[Records from a point labeling set]
------------------------------

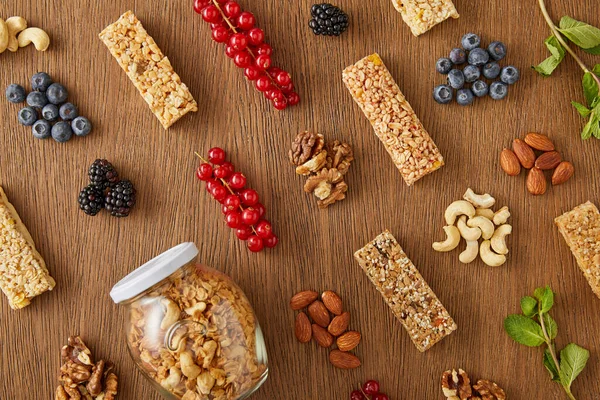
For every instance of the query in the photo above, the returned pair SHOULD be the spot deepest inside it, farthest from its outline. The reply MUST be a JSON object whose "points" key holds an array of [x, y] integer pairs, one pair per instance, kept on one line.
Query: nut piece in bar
{"points": [[395, 123], [149, 70], [405, 291], [422, 15], [23, 273], [581, 230]]}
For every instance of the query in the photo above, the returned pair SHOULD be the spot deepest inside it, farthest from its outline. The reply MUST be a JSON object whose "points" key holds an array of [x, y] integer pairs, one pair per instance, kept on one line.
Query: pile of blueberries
{"points": [[480, 63], [48, 112]]}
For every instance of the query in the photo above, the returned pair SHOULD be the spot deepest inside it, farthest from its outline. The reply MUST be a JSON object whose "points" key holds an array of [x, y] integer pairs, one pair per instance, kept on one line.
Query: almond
{"points": [[322, 337], [348, 341], [343, 360], [332, 301], [539, 141], [339, 324], [303, 299], [319, 313], [563, 172], [302, 328], [536, 181], [524, 153], [548, 160], [509, 162]]}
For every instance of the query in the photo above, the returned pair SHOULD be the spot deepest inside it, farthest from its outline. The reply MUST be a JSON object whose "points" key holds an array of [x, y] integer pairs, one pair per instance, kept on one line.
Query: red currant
{"points": [[216, 155], [204, 172], [237, 181], [256, 36], [371, 387], [211, 14], [255, 244], [249, 197], [246, 21]]}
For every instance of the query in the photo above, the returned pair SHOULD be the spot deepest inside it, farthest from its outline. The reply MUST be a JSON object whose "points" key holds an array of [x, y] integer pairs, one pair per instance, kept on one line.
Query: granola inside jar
{"points": [[191, 330]]}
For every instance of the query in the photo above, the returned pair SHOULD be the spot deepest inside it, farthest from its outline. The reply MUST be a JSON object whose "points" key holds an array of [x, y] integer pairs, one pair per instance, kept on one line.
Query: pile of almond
{"points": [[329, 324], [523, 154]]}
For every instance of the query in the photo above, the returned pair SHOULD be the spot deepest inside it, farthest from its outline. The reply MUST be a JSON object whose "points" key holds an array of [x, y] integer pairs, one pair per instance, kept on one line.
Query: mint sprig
{"points": [[587, 38], [535, 327]]}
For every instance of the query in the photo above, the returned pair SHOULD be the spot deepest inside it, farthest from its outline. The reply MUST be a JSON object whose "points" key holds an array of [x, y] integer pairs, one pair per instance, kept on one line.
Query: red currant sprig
{"points": [[241, 207], [244, 43]]}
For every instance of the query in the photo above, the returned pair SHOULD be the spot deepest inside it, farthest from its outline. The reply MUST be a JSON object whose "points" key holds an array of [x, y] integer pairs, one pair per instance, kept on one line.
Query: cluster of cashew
{"points": [[14, 33], [472, 219]]}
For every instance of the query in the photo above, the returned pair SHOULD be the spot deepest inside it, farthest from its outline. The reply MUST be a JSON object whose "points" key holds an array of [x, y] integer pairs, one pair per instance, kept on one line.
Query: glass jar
{"points": [[191, 330]]}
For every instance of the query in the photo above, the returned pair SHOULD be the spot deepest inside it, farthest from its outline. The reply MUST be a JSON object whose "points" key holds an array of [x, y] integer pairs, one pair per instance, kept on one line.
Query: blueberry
{"points": [[478, 57], [57, 94], [41, 129], [81, 126], [498, 90], [497, 50], [442, 94], [443, 65], [470, 41], [27, 116], [458, 56], [41, 81], [479, 88], [509, 75], [472, 73], [15, 93], [61, 132], [37, 99], [491, 70], [68, 112], [464, 97], [456, 79]]}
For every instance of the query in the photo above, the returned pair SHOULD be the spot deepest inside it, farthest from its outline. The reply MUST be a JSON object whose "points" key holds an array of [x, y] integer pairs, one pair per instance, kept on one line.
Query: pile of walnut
{"points": [[81, 377], [475, 219], [457, 386], [325, 166]]}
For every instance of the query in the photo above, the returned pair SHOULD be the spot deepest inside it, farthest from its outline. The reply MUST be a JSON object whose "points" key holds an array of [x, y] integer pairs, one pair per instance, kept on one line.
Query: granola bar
{"points": [[395, 123], [149, 70], [405, 291], [422, 15], [23, 273], [581, 230]]}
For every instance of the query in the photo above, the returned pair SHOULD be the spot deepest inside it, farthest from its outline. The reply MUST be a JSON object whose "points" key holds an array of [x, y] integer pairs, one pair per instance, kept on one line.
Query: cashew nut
{"points": [[486, 226], [470, 252], [38, 37], [489, 257], [499, 239], [459, 207], [15, 25], [501, 216], [452, 240], [466, 232]]}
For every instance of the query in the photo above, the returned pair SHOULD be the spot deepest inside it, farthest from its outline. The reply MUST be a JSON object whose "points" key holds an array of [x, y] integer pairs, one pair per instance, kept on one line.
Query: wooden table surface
{"points": [[88, 255]]}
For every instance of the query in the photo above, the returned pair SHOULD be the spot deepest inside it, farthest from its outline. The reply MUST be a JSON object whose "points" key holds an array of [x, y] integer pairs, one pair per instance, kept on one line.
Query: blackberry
{"points": [[91, 200], [102, 174], [120, 199], [327, 20]]}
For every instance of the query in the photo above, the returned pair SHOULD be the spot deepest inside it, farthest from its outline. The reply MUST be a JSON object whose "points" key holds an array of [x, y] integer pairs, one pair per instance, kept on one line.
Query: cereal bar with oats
{"points": [[23, 273], [422, 15], [581, 230], [405, 291], [395, 123], [149, 70]]}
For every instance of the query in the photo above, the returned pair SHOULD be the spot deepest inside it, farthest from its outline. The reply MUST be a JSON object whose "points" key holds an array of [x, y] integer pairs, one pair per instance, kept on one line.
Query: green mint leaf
{"points": [[529, 306], [524, 330], [551, 366], [583, 35], [572, 361]]}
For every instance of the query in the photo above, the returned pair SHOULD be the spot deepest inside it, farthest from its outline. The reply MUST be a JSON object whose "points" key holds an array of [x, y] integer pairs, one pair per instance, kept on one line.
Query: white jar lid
{"points": [[153, 271]]}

------------------------------

TASK BRIEF
Could you write out all the records again, replacing "outline" with "boundary" and keeping everything else the same? Please omit the pictures.

ANSWER TO THE TASK
For every instance of the query in the photo above, the returned pair SHOULD be the spot deepest inside it, farthest from its boundary. The reply MUST be a JSON object whose "points" key holds an array of [x, y] integer pairs, one pair per instance, kept on one line.
Query: nut piece in bar
{"points": [[395, 123], [149, 70], [405, 291], [422, 15], [23, 273], [581, 230]]}
For every instance of the query in the photo above, the returned pair SHOULD be the spot deepest inside it, farthest from its boundary. The reply MUST be a JSON object whose "points" key holds an array of [x, y] integer pairs, one pair per instance, kept on one line.
Query: pile of blueberries
{"points": [[480, 63], [48, 112]]}
For every instance of the query in the photo above, the returned pair SHOULD be the spot deepest inside it, farthest from its boundary. The reply MUST be a JSON object whose "points" key holds an array of [x, y] integer pairs, one pair per instance, kept on one line.
Query: almond
{"points": [[322, 337], [348, 341], [343, 360], [332, 301], [539, 141], [339, 324], [303, 299], [319, 313], [563, 172], [302, 328], [536, 181], [524, 153], [548, 160], [509, 162]]}
For every instance of the query in the photo above, the returned pair SHOULD be the spot deepest inside it, farthest from its boundary. The reply MUST be a JSON object whose "points" key holds an array of [x, y] integer pairs, one pair per instance, kept on one line.
Query: red currant
{"points": [[216, 155], [204, 172], [237, 181], [256, 36], [371, 387], [211, 14], [255, 244], [249, 197], [246, 21]]}
For every instance of the query in the photo above, the returned pair SHOULD be the spot deepest inside it, farthest from its boundary. The reply MUST be a JSON object whose "points" key holds an array of [x, y] integer pairs, one pair per instance, kept on one line.
Query: granola inside jar
{"points": [[191, 330]]}
For every instance of the query in the photo above, the returned pair SHOULD be the spot deepest inside it, farthest from its boundary. The reply MUST be a JSON object whose "points" key holds an array of [x, y] integer pairs, one pair per instance, kept on one line.
Query: pile of almond
{"points": [[329, 324], [523, 154]]}
For every instance of the query in the photo above, the returned pair SHOULD be the spot deepest inside it, farthest from its boundary. The reply MUST be a JSON object whose "points" key holds an array of [x, y] integer pairs, one pair per instance, kept on one line.
Query: mint sprig
{"points": [[587, 38], [535, 327]]}
For every instance of the query in the photo above, the returned pair SHOULD be the spot deepest inside it, farthest from its boundary. The reply MUST be a JSON object whose "points" key holds an array of [x, y] integer pairs, one pair per instance, kept on one line.
Query: red currant sprig
{"points": [[241, 207], [244, 43]]}
For every instance of the query in the photo above, the returned pair SHOULD be the spot deepest inside it, farthest from its boundary. The reply MUST be a JSON object whose "points" key holds an array of [x, y] integer pairs, one pair per instance, kept on one line.
Query: cluster of cashew
{"points": [[14, 33], [472, 219]]}
For every instance of the query in the photo above, the returned pair SHOULD be the spot deepest inside it, farthest from its boundary. The reply MUST be a JSON object whose "points" key holds an array of [x, y] integer pairs, one pair per instance, kept on one line.
Query: glass jar
{"points": [[191, 330]]}
For every instance of the query in the photo above, the returned pair SHOULD be the spot deepest inside it, farthest from its boundary. The reply MUST be a JSON object whose "points" key holds an array of [x, y] integer pairs, one pair per instance, kept on one line.
Query: blueberry
{"points": [[478, 57], [57, 94], [41, 129], [81, 126], [498, 90], [497, 50], [442, 94], [443, 65], [470, 41], [27, 116], [458, 56], [41, 81], [479, 88], [509, 75], [472, 73], [15, 93], [61, 132], [37, 99], [491, 70], [68, 112], [464, 97], [456, 79]]}
For every instance of the query in the photo above, the returned pair SHOULD be the spot deepest inside it, farthest from its boundary. The reply MUST be a JSON object whose "points" key holds an array of [x, y] integer pairs, one pair per instance, kept on one line.
Query: pile of walnut
{"points": [[81, 377], [475, 219], [457, 386], [325, 166]]}
For every instance of the query in the photo above, the returned pair SHOULD be the spot deepest inside it, farthest from its boundary. The reply MUST be a JSON object whose "points" key holds an array of [x, y] integer pairs, one pair per instance, kept on one line.
Query: granola bar
{"points": [[395, 123], [149, 70], [405, 291], [422, 15], [23, 273], [581, 230]]}
For every instance of the query in the photo above, the returned pair SHOULD be the spot deepest inside it, farthest from its boundary. The reply MUST be a JSON object whose "points" key holds an array of [x, y] integer pairs, one pair per instance, kept on one line.
Query: cashew nut
{"points": [[486, 226], [470, 252], [38, 37], [489, 257], [499, 239], [459, 207], [15, 25], [501, 216], [452, 240], [466, 232]]}
For every instance of the query in the photo above, the returned pair SHOULD be the spot deepest inside it, farthest from its boundary. The reply MUST be a JSON object whose "points" key holds an array of [x, y] integer pairs, one pair per instance, kept on one line.
Query: wooden table surface
{"points": [[88, 255]]}
For every instance of the query in the photo above, the returned pair SHOULD be the spot deepest inside it, farthest from its boundary. The reply MUST be a JSON object whose "points" key holds an array of [x, y] integer pairs, one pair per instance, kept on one line.
Query: blackberry
{"points": [[91, 200], [102, 174], [120, 199], [327, 20]]}
For every instance of the query in the photo above, the returned pair SHOULD be the spot deepest inside it, farthest from its boundary. The reply MUST be a JSON object whose "points" key holds an array of [x, y] integer pairs, one pair per instance, kept on one line.
Query: cereal bar with oats
{"points": [[23, 273], [422, 15], [581, 230], [405, 291], [395, 123], [149, 70]]}
For every instance of the query in the photo above, the returned pair SHOULD be the spot deepest inside it, farthest from its boundary. The reply MUST be a JSON object whose "points" key holds an array of [x, y] integer pairs, one pair per instance, kept on one line.
Query: green mint leaf
{"points": [[529, 306], [524, 330], [551, 366], [583, 35], [572, 361]]}
For every instance of the query in the photo above, the returned pair SHOULD be the spot deepest inside it, farthest from its boundary. The reply MUST be a JSON object whose "points" key holds an array of [x, y] integer pairs, one pair per instance, kept on one line.
Query: white jar lid
{"points": [[153, 271]]}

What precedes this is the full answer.